What is needed -
Copy nothing but the lines running from the one containing "Point out every instance of the red jacket" through the end of the listing below. Drop the pictures.

Supplied material -
★ ★ ★ ★ ★ ★ ★
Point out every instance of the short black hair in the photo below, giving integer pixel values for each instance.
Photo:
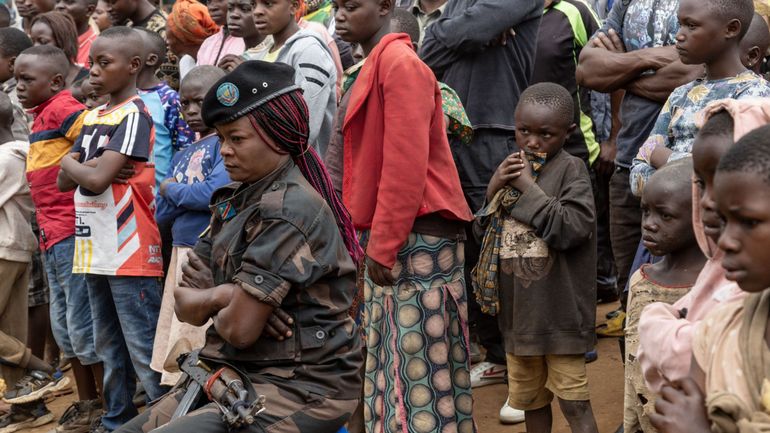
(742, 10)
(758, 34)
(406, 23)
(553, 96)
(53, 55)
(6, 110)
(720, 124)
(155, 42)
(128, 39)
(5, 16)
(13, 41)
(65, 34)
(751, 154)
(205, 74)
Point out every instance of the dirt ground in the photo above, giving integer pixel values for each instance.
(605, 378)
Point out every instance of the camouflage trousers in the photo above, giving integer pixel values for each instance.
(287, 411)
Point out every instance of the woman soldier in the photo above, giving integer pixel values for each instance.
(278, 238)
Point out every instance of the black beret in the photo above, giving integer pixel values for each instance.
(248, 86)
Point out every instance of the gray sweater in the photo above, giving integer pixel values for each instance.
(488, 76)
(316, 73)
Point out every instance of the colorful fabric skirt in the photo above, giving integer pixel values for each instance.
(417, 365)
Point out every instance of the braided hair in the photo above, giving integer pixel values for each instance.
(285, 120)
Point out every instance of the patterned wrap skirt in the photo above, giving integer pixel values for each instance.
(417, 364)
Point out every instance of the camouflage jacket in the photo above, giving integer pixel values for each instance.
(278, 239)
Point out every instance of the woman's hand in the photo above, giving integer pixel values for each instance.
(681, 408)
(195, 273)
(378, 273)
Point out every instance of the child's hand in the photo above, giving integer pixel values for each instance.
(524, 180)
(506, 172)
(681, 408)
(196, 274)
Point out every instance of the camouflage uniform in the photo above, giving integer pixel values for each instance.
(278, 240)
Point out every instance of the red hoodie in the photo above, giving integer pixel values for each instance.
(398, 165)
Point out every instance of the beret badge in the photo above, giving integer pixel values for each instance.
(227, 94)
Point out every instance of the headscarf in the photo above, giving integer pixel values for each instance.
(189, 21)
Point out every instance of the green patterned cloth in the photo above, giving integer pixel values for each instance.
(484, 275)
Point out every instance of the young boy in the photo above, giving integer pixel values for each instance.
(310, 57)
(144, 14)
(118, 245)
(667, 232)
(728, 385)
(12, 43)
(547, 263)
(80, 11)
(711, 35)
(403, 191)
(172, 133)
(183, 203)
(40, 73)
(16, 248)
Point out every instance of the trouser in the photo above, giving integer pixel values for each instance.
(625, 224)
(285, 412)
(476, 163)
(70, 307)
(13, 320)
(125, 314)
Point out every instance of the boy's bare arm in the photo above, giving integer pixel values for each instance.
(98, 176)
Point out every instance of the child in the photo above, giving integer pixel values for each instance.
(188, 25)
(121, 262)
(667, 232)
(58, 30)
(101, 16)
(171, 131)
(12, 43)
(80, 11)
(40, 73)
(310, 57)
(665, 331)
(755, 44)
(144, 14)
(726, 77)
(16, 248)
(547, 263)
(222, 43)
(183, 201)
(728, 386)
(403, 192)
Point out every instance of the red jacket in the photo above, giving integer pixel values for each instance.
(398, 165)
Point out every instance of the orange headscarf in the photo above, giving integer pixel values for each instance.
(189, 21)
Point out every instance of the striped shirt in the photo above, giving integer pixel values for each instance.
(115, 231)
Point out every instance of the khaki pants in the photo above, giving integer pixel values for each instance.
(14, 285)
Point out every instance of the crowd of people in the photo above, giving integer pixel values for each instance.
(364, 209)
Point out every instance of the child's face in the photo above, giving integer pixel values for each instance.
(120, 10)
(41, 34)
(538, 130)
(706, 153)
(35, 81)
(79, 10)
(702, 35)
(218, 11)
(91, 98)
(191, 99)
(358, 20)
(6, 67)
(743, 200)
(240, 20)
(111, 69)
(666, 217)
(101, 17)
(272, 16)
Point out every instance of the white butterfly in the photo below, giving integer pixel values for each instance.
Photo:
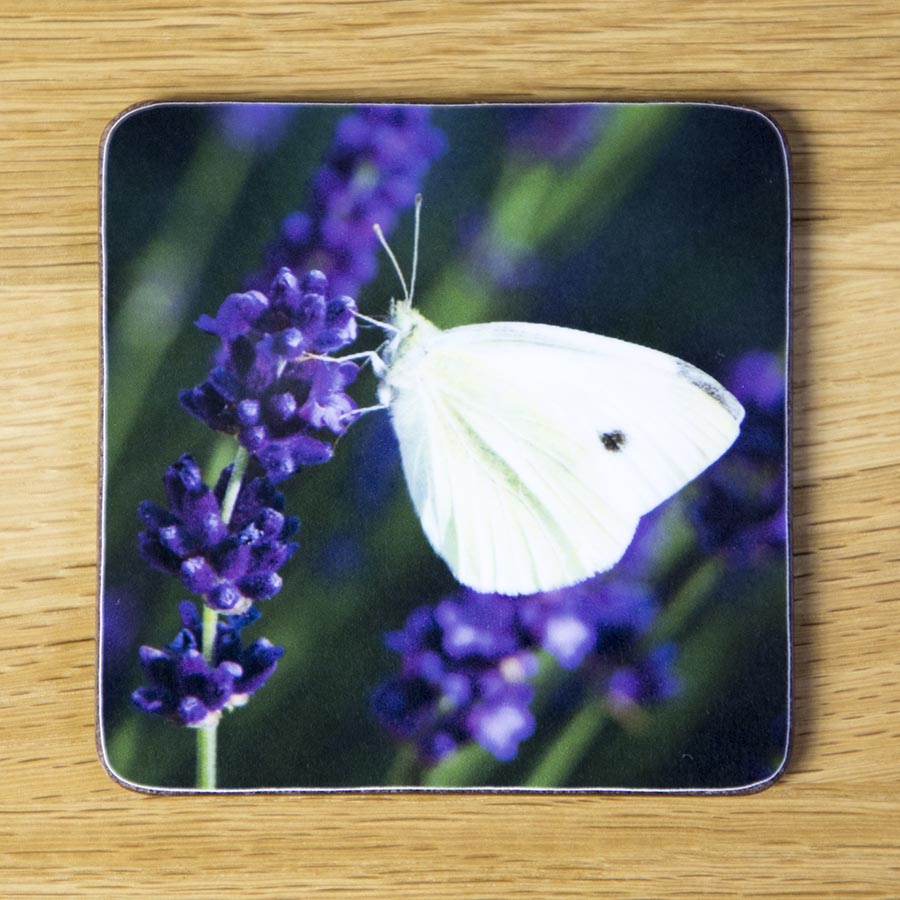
★ ★ ★ ★ ★ ★ ★
Right answer -
Point out every instance of the red jacket in the photo above, giving integer pixel values for each instance.
(398, 165)
Point out every instance of the orange headscarf in the photo above, giving integer pixel values for each instance.
(189, 21)
Point out every instance of the striped shirt in the photo above, giving integer pixel values for each instance.
(115, 231)
Point out every instance of the khaki pants in the photo above, giving integer pixel values for each instance.
(14, 285)
Point out every instance of the crowd of people in the photo above, giving integer pixel values for each instance.
(364, 209)
Point out every instance of the child's face in the photo above, giving integer pixel values for each instance.
(120, 10)
(41, 34)
(538, 130)
(706, 153)
(35, 81)
(79, 10)
(702, 35)
(218, 11)
(91, 98)
(191, 99)
(358, 20)
(6, 67)
(743, 200)
(240, 20)
(111, 69)
(666, 217)
(101, 17)
(272, 16)
Point out every instance of the white butterfly in the photo below, giving integer pixel values for each instance.
Photo:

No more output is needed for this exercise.